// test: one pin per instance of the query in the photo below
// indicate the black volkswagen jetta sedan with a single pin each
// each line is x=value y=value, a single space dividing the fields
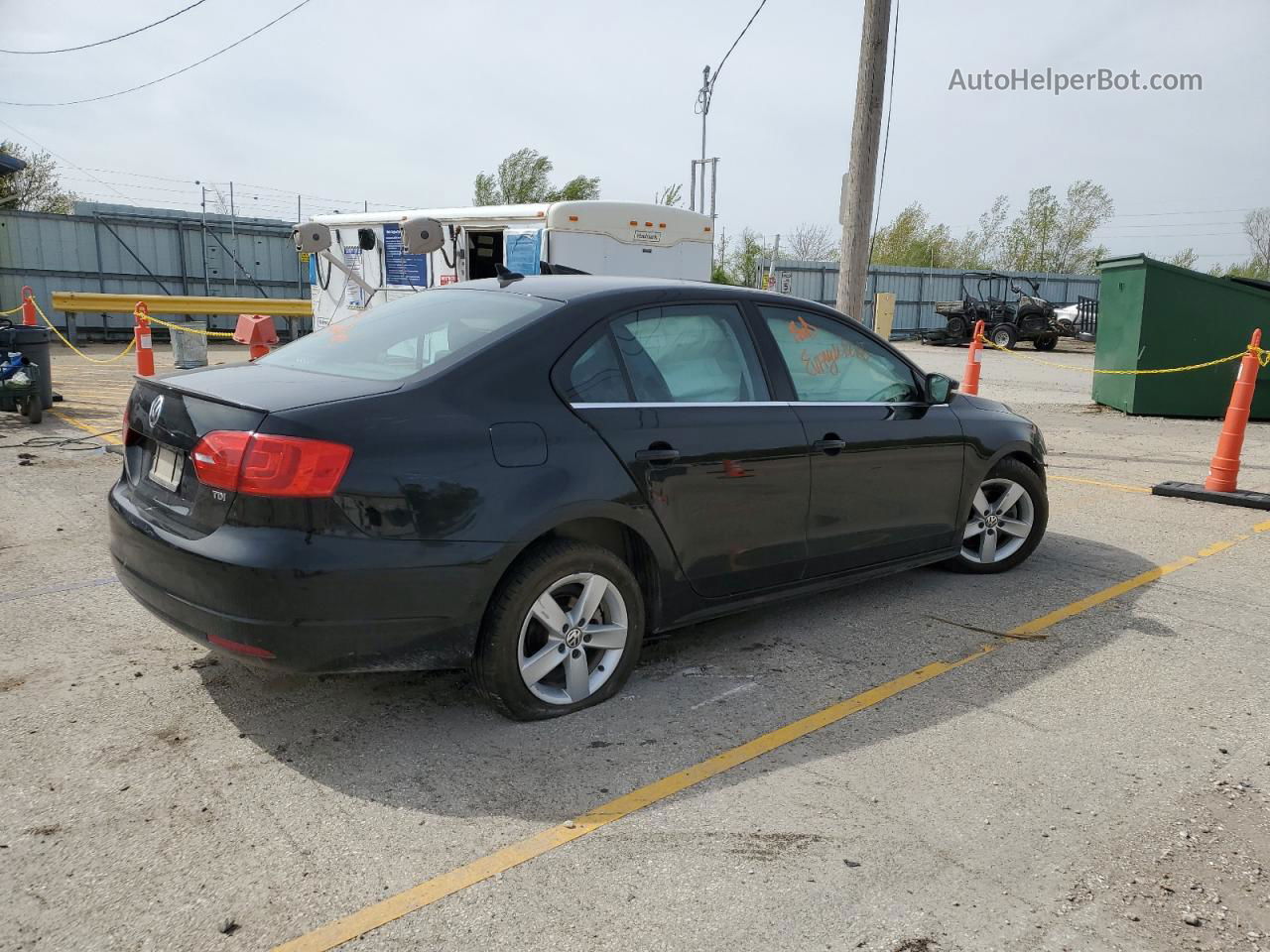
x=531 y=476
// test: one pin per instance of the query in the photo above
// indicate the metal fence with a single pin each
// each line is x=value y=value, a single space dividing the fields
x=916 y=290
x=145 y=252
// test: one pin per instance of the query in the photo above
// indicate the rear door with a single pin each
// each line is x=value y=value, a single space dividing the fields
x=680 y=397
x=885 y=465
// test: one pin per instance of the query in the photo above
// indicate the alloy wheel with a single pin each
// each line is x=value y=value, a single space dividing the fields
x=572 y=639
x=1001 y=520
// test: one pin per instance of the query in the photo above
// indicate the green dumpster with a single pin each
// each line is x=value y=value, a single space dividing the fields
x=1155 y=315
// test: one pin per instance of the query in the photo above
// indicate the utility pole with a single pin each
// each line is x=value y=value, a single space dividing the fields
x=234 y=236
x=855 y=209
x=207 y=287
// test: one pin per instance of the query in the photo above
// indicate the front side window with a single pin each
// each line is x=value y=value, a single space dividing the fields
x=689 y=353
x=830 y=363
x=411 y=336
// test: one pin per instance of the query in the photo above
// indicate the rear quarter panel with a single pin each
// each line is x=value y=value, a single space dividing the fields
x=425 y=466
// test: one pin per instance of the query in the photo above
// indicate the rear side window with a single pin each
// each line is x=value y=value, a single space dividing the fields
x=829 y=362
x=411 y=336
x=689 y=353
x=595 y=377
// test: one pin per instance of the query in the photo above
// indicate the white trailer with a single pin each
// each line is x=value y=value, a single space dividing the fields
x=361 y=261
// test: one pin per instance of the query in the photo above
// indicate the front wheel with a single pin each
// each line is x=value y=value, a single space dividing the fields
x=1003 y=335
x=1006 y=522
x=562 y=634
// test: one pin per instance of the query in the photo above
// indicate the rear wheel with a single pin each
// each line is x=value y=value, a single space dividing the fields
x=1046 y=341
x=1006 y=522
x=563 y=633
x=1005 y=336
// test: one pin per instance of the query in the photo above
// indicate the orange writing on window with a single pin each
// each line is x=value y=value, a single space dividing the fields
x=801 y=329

===

Could you rewrite the rows from the very first line down through the line containing "x=885 y=465", changing "photo" to "image" with nothing else altered? Leave out the pictures.

// test: one pin per instance of the query in the image below
// indicate the black volkswagen jetta sedan with a single pin each
// each line is x=value y=value, a single space dividing the fields
x=531 y=476
// test: one pin per instance of the query in the image above
// indicate the metal fence with a single pin each
// each line is x=value y=value, a single space dividing the fields
x=916 y=290
x=145 y=252
// test: one pin per instance of the query in the image above
// indicate the rear door with a single pin each
// each line is x=value y=value, a single space dividing the fields
x=680 y=397
x=885 y=465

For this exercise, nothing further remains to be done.